- Work item
Copy out all of the records, exactly as they appear.

Region pointing data:
Content starts

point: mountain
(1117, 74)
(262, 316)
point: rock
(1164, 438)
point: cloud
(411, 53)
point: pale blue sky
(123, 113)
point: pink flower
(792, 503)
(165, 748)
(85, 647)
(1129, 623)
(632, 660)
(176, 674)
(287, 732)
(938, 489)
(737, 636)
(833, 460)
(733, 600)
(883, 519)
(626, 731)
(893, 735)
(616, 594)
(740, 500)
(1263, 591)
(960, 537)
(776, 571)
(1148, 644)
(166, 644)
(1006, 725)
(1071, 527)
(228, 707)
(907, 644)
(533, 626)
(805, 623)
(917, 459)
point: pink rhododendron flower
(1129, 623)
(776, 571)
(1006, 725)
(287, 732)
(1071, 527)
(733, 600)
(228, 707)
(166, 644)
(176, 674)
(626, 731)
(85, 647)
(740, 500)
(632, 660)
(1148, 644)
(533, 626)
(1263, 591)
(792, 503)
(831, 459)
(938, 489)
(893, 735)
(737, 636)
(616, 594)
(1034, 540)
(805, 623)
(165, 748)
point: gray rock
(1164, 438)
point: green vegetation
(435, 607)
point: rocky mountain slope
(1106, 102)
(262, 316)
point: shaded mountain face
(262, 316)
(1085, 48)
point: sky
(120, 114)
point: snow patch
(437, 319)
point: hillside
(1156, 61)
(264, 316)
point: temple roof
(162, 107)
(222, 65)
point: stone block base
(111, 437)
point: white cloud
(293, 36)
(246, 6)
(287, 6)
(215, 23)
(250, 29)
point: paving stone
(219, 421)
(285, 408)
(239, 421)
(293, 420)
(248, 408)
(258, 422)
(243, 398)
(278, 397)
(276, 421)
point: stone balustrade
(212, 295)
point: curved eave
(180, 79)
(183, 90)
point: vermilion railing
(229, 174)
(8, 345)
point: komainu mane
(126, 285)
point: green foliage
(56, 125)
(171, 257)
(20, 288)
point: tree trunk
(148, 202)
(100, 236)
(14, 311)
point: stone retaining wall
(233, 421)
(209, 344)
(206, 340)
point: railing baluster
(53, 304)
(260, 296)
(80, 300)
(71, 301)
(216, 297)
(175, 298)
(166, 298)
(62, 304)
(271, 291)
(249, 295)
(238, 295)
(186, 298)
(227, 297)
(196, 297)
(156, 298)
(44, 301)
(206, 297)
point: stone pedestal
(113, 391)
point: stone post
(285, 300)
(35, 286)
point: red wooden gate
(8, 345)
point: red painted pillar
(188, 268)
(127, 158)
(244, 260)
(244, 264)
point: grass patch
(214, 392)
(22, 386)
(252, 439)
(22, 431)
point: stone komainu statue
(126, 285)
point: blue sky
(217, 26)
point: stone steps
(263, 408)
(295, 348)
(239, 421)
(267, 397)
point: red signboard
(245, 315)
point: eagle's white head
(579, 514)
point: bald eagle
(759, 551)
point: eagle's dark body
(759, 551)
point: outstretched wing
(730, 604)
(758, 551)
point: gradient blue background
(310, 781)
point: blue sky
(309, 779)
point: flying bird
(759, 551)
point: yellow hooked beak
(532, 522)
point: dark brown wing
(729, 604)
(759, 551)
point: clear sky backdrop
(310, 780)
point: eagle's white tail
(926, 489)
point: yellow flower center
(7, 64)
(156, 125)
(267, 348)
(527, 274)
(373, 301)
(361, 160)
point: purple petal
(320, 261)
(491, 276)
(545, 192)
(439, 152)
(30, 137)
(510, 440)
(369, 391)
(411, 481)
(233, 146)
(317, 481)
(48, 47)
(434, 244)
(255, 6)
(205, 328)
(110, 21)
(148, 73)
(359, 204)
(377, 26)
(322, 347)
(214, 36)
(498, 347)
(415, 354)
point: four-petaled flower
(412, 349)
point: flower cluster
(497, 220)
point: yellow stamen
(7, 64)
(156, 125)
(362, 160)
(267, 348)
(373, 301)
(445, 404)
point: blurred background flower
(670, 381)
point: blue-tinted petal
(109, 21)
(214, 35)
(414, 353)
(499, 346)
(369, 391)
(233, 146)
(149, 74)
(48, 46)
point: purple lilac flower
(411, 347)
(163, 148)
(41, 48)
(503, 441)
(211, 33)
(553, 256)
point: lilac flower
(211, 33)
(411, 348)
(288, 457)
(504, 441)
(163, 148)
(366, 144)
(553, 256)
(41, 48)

Content ends

- Task output
point: mountain
(1117, 74)
(262, 316)
point: rock
(1164, 438)
point: cloud
(411, 53)
point: pale blue sky
(123, 113)
point: pink flower
(792, 503)
(165, 748)
(85, 647)
(1129, 623)
(632, 660)
(176, 674)
(287, 732)
(938, 489)
(737, 636)
(833, 460)
(733, 600)
(883, 519)
(626, 731)
(893, 735)
(616, 594)
(740, 500)
(1263, 591)
(960, 537)
(776, 571)
(1148, 644)
(166, 644)
(1006, 725)
(1071, 527)
(228, 707)
(907, 644)
(533, 626)
(805, 623)
(917, 459)
point: pink rhododendron flower
(1129, 623)
(776, 571)
(1006, 725)
(287, 732)
(1071, 527)
(733, 600)
(228, 707)
(166, 644)
(176, 674)
(626, 731)
(85, 647)
(740, 500)
(632, 660)
(1148, 644)
(533, 626)
(1263, 591)
(792, 503)
(831, 459)
(938, 489)
(893, 735)
(737, 636)
(616, 594)
(1034, 540)
(805, 623)
(165, 748)
point: gray rock
(1164, 438)
point: green vegetation
(435, 607)
point: rocky mountain slope
(1106, 102)
(262, 316)
point: shaded mountain face
(262, 316)
(1085, 48)
point: sky
(120, 114)
point: snow patch
(437, 319)
point: hillside
(1156, 61)
(264, 316)
point: temple roof
(162, 107)
(222, 65)
point: stone block base
(111, 437)
point: white cloud
(293, 36)
(246, 6)
(287, 6)
(215, 23)
(250, 29)
point: paving stone
(219, 421)
(285, 408)
(239, 421)
(293, 420)
(248, 408)
(258, 422)
(243, 398)
(278, 397)
(276, 421)
point: stone balustrade
(212, 295)
point: curved eave
(180, 79)
(183, 90)
point: vermilion railing
(229, 174)
(8, 345)
point: komainu mane
(126, 285)
point: green foliage
(56, 125)
(171, 257)
(20, 288)
point: tree trunk
(148, 202)
(100, 236)
(14, 311)
point: stone retaining wall
(233, 421)
(209, 344)
(206, 340)
point: railing baluster
(53, 304)
(260, 296)
(80, 300)
(71, 301)
(216, 297)
(175, 298)
(166, 298)
(62, 304)
(271, 291)
(249, 295)
(238, 295)
(186, 298)
(227, 297)
(196, 297)
(156, 298)
(44, 301)
(206, 297)
point: stone pedestal
(113, 391)
point: stone post
(285, 300)
(35, 286)
point: red wooden gate
(8, 345)
point: red painted pillar
(188, 268)
(127, 158)
(244, 260)
(244, 264)
point: grass patch
(214, 392)
(22, 386)
(252, 439)
(22, 431)
point: stone komainu statue
(126, 285)
point: blue sky
(217, 26)
point: stone steps
(263, 408)
(295, 348)
(239, 421)
(267, 397)
point: red signboard
(245, 315)
point: eagle's white head
(579, 514)
point: bald eagle
(759, 551)
point: eagle's dark body
(759, 551)
point: outstretched wing
(730, 604)
(758, 551)
point: gradient blue background
(310, 781)
point: blue sky
(309, 779)
point: flying bird
(759, 551)
point: yellow hooked beak
(532, 522)
point: dark brown wing
(729, 604)
(759, 551)
point: clear sky backdrop
(310, 780)
point: eagle's white tail
(926, 489)
point: yellow flower center
(7, 64)
(156, 125)
(267, 348)
(527, 274)
(373, 301)
(361, 160)
point: purple petal
(320, 261)
(491, 276)
(545, 192)
(439, 152)
(30, 137)
(510, 440)
(369, 391)
(411, 481)
(233, 146)
(317, 481)
(48, 47)
(434, 244)
(255, 6)
(205, 328)
(110, 21)
(148, 73)
(359, 204)
(377, 26)
(322, 347)
(214, 36)
(498, 347)
(415, 354)
point: four-petaled flower
(412, 349)
point: flower cluster
(497, 220)
point: yellow stamen
(7, 64)
(156, 125)
(362, 160)
(267, 348)
(373, 301)
(445, 404)
point: blurred background flower
(670, 381)
point: blue-tinted petal
(109, 21)
(214, 35)
(414, 353)
(499, 346)
(369, 391)
(233, 146)
(149, 74)
(48, 46)
point: purple lilac flower
(411, 347)
(163, 148)
(41, 48)
(503, 441)
(211, 33)
(553, 256)
point: lilac flower
(211, 33)
(411, 348)
(288, 457)
(504, 441)
(163, 148)
(366, 144)
(553, 256)
(41, 48)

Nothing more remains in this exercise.